Passage provided:
>>>>

8

If you have set wrap, sometimes you can see something like this:

5.  A soft-wrapped line with an *
    italic* word.

I would prefer Vim to not soft-wrap before or after asterisks, and so the same line should be wrapped as follows:

5. A soft-wrapped line with an
   *italic* word

What I need to do to fix this?

(linebreak is already turned on, of course.)

0

1 Answer 1

7

If you use the use 'soft wrap' and 'line break`

i.e.

set wrap
set linebreak
set textwidth=0  " To avoid confusion with hard wrap

Then Vim splits the lines only at the breakat characters.

If you would like Vim not to break at * make sure * is not part of breakat

set breakat-=*

If you use 'soft wrap' but not 'line break`

set wrap
set nolinebreak
set textwidth=0  " To avoid confusion with hard wrap

Then Vim splits the lines at the exact screen border.

:help linebreak

'linebreak' 'lbr'   boolean (default off)

<<<<

Work required: Reproduce the Vim soft-wrapping question and answer above word for word, in full.

Listed records:
>>>>

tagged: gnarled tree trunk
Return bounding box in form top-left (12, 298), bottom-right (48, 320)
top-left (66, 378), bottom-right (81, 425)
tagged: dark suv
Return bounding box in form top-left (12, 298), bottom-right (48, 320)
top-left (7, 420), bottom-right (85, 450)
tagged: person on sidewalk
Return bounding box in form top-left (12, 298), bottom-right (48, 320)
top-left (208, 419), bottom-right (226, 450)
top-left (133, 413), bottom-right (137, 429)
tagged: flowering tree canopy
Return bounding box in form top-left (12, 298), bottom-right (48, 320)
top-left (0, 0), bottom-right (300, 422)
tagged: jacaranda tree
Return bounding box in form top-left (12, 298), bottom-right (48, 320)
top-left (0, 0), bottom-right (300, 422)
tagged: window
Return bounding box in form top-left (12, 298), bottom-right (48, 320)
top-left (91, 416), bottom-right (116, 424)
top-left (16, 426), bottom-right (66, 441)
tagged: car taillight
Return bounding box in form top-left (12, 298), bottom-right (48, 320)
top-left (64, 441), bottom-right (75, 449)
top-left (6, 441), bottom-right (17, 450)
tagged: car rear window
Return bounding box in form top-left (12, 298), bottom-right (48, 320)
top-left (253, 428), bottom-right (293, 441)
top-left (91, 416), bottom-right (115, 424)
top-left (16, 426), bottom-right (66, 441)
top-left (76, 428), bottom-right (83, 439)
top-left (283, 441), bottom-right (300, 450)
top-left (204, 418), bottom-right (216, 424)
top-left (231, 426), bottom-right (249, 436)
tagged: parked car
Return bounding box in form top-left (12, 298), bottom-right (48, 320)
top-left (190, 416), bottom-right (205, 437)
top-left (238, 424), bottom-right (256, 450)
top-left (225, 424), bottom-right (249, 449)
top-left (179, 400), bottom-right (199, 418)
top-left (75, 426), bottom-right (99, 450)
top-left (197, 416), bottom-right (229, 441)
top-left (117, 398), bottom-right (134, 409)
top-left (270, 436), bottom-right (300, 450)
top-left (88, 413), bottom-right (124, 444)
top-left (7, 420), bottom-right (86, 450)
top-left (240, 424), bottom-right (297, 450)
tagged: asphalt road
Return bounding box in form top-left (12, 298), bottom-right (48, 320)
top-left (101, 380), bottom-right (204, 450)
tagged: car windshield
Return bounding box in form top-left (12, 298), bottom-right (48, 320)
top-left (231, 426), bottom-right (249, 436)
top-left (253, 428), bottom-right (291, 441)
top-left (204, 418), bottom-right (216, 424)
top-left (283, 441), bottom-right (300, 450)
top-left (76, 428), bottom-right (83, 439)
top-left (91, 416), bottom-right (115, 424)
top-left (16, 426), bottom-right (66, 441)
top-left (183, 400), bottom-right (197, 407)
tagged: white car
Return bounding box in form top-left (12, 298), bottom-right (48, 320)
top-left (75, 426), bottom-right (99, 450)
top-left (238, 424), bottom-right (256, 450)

<<<<

Solved problem:
8

If you have set wrap, sometimes you can see something like this:

5.  A soft-wrapped line with an *
    italic* word.

I would prefer Vim to not soft-wrap before or after asterisks, and so the same line should be wrapped as follows:

5. A soft-wrapped line with an
   *italic* word

What I need to do to fix this?

(linebreak is already turned on, of course.)

0

1 Answer 1

7

If you use the use 'soft wrap' and 'line break`

i.e.

set wrap
set linebreak
set textwidth=0  " To avoid confusion with hard wrap

Then Vim splits the lines only at the breakat characters.

If you would like Vim not to break at * make sure * is not part of breakat

set breakat-=*

If you use 'soft wrap' but not 'line break`

set wrap
set nolinebreak
set textwidth=0  " To avoid confusion with hard wrap

Then Vim splits the lines at the exact screen border.

:help linebreak

'linebreak' 'lbr'   boolean (default off)